──────── Input records ────────

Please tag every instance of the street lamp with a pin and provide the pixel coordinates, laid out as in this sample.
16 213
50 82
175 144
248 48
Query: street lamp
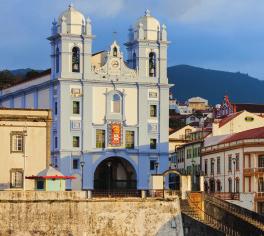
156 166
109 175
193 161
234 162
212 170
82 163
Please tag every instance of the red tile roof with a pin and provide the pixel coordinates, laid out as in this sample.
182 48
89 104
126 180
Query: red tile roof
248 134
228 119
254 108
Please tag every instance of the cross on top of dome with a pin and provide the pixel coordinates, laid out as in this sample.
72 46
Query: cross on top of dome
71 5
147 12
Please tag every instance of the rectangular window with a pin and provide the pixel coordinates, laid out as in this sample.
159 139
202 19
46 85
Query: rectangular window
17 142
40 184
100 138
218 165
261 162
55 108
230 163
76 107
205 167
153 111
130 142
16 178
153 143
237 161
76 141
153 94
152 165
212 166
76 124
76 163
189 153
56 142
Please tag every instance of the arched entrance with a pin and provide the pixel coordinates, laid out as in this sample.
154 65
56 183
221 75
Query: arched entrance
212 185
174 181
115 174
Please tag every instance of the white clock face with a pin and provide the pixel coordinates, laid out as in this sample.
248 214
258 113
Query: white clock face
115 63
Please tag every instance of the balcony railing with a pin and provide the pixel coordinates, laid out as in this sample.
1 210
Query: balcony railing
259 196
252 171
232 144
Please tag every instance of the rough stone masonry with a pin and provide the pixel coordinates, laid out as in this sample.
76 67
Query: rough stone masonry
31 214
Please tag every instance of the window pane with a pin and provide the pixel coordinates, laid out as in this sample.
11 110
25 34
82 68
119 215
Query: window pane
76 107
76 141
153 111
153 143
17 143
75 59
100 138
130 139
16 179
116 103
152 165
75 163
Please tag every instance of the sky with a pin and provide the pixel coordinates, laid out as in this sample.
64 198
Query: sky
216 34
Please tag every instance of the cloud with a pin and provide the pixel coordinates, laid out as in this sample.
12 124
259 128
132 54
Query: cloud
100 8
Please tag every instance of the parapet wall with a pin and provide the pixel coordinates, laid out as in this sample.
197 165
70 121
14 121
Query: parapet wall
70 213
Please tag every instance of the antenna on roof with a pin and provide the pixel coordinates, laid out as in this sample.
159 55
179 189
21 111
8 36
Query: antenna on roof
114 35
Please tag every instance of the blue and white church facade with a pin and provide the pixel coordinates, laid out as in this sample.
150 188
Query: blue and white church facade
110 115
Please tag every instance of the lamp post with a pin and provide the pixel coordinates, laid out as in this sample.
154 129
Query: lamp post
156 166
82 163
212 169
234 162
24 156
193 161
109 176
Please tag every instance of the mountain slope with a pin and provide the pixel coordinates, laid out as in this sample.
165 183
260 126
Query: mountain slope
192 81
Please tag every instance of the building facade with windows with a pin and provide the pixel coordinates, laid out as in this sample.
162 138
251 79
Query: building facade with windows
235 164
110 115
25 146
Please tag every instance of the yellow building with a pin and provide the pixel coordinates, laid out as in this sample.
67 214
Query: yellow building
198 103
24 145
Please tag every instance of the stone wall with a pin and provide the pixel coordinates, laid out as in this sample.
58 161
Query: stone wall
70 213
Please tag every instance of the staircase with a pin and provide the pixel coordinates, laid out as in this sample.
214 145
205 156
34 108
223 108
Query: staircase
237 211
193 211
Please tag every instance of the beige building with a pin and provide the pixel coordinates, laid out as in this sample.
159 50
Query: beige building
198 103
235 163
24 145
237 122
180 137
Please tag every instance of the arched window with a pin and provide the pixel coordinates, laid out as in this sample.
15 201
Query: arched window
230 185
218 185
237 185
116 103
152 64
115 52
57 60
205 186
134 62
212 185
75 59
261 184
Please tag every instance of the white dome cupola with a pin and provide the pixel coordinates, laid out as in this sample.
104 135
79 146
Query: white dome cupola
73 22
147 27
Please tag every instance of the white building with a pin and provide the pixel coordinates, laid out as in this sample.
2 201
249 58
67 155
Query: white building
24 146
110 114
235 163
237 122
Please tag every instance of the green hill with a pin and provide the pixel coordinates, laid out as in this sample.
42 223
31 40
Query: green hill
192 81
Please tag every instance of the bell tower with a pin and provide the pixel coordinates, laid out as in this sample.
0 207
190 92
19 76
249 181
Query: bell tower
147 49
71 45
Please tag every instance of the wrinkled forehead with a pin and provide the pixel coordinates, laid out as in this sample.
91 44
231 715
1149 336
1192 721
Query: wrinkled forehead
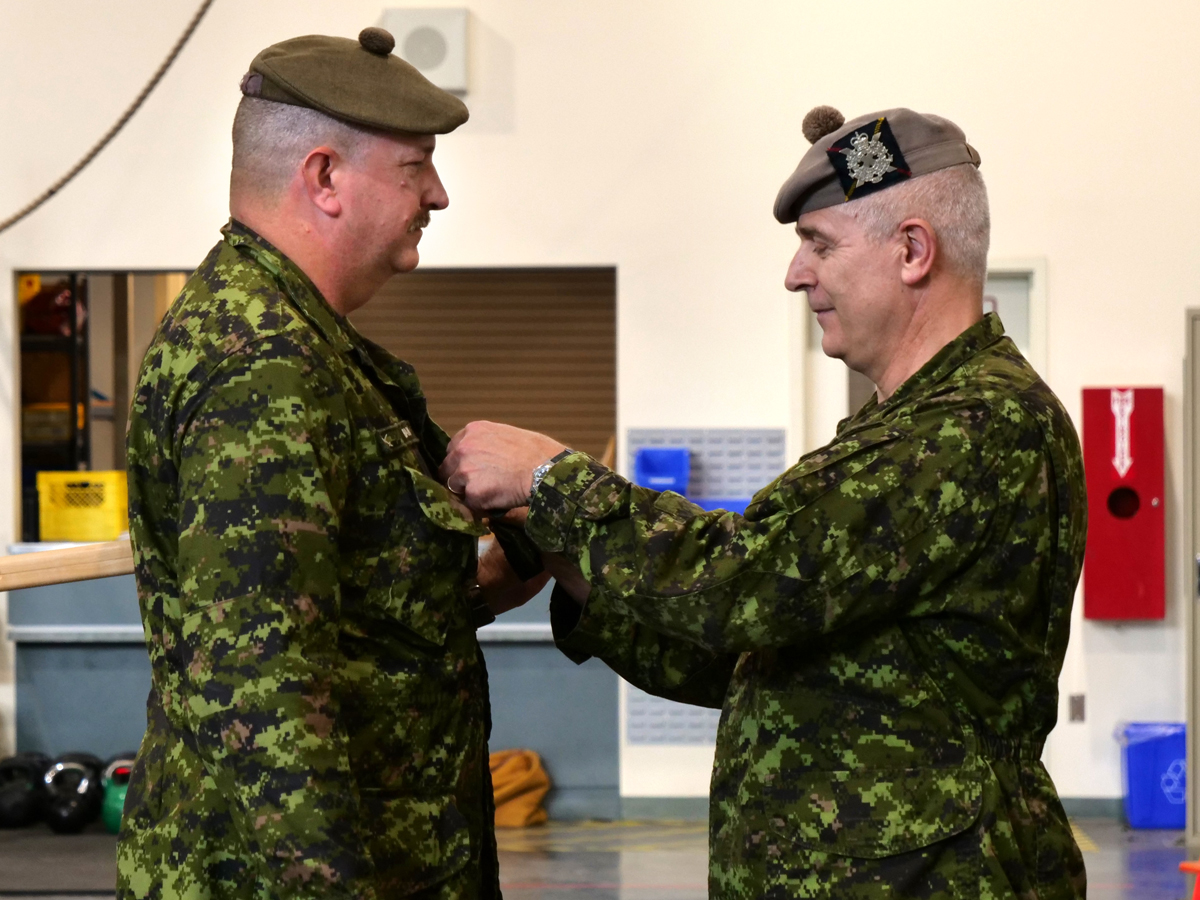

────────

#### Task
Repeat the listing in full and exactly. Do not include any images.

#### Solution to this task
Please tag every instance of the street lamp with a pin and provide the pixel coordinates, laid out as in this sample.
16 213
50 82
175 144
248 48
Query: street lamp
156 166
109 175
193 161
234 162
212 170
82 163
Please tag every instance of the red tile roof with a pin and provide the pixel coordinates, laid out as in this sample.
182 48
89 104
126 180
Query: red tile roof
248 134
228 119
254 108
Please tag every instance of the cross on top of dome with a pin and provide the pixel coordinates, laid out as in this sample.
72 46
Query: cross on top of dome
71 5
147 12
Please tag every instance of the rectangular window with a pin and provide the pixel coordinates, laid out as in this sample.
159 139
202 19
46 85
Query: rectangular window
17 142
40 184
100 138
218 165
261 162
55 108
230 163
76 107
205 167
153 111
130 142
16 178
153 143
237 161
76 141
153 94
152 165
212 166
76 124
76 163
189 153
56 142
Please tag every instance of the arched entrance with a pin and provide the pixel coordinates, laid out as in this sample.
154 65
56 183
221 75
Query: arched entrance
212 185
174 181
115 174
Please tag every instance of the white clock face with a pin and provide the pixel coordinates, laid out as in this sample.
248 214
258 113
Query: white clock face
115 63
Please tag every instance of the balcony railing with a pin and provide the pixel coordinates, laid out as in this sample.
1 210
Query: balcony railing
259 196
252 171
232 144
Please tag every instance of the rough stone masonry with a pin and provide the pixel coordinates, laid out as in this sample.
76 67
Query: rough stone masonry
31 214
Please tag every instance of the window pane with a pin and provide the pixel coordinates, laid out as in this sample.
11 110
25 34
82 68
119 215
Query: window pane
76 107
76 141
153 111
153 143
17 143
75 59
100 138
130 139
16 179
116 103
152 165
75 163
Please tag every instance of the sky with a pin and provide the pixel coordinates, laid out as in this sample.
64 198
Query: sky
216 34
Please tag every instance of the cloud with a pin and provide the pixel coordinates, laid out as in this sample.
12 124
259 128
132 54
Query: cloud
100 8
Please tag every instance of the parapet wall with a pin and provide the pixel coordinates, laid out as in this sample.
197 165
70 121
14 121
Query: parapet wall
70 213
Please tag every instance of the antenna on roof with a pin and provide the pixel coordinates, laid out as in this sample.
159 55
179 189
21 111
8 36
Query: antenna on roof
114 35
Please tag every instance of the blue and white church facade with a pin and provide the pixel coordinates, laid out as in this sample.
150 188
Query: blue and white church facade
110 115
Please tag every instance of the lamp post with a pin and provide the pixel coordinates, laid out as in this sample.
154 129
Query: lamp post
156 166
82 163
212 169
234 162
24 156
193 161
109 176
Please tag every instance of the mountain slope with a pin and provide the pixel coordinates, laid out as in this sample.
165 183
260 126
Query: mountain slope
192 81
Please tag every instance of the building facade with windows with a pin and provide the pixel coordinates, laid out as in this sample.
162 138
251 79
Query: building facade with windows
235 164
110 115
25 146
Please tag every instance of the yellow building with a pin and provide the pixel coordinates, laid out as in this sample.
67 214
Query: yellow building
198 103
24 145
Please tag every instance of the stone wall with a pin and provide the pixel coordinates, laid out as in this sample.
58 161
Query: stone wall
70 213
Please tag every instance of the staircase with a pin and provide the pixel coordinates, laid out as in this sample.
214 145
205 156
34 108
223 108
Query: staircase
237 211
193 211
Please tag every instance of the beige building with a pin and provide the pixel coordinates, laid out as in this sample.
159 50
Query: beige building
198 103
235 163
24 145
237 122
180 137
Please tag every instance of the arched window with a pin and provide the pixel coordinates, laid out as in this sample.
15 201
Query: arched window
230 185
218 185
237 185
116 103
152 64
115 52
57 60
205 186
134 62
212 185
75 59
261 184
Please tag every instance of the white dome cupola with a pin and provide the pixel coordinates, laid out as in this sample.
104 135
79 146
Query: white dome cupola
73 22
147 27
Please tag every instance of the white building with a pin and provide the pixel coordinates, laid out as in this sample.
2 201
249 58
67 155
Query: white building
24 146
110 114
235 163
237 122
Please tag every instance of the green hill with a pin and provide the pixel coordinates, laid out as in this sample.
42 223
31 40
Query: green hill
192 81
Please tag every instance of the bell tower with a pin and provide the pixel coordinates, laid out as in this sample.
0 207
190 92
19 76
249 181
Query: bell tower
147 49
71 45
Please tag every instance of the wrinkled forehead with a pin and provide the pixel coordinates, laid out as in this sample.
91 44
231 715
1149 336
1192 721
Query: wrinkled forehead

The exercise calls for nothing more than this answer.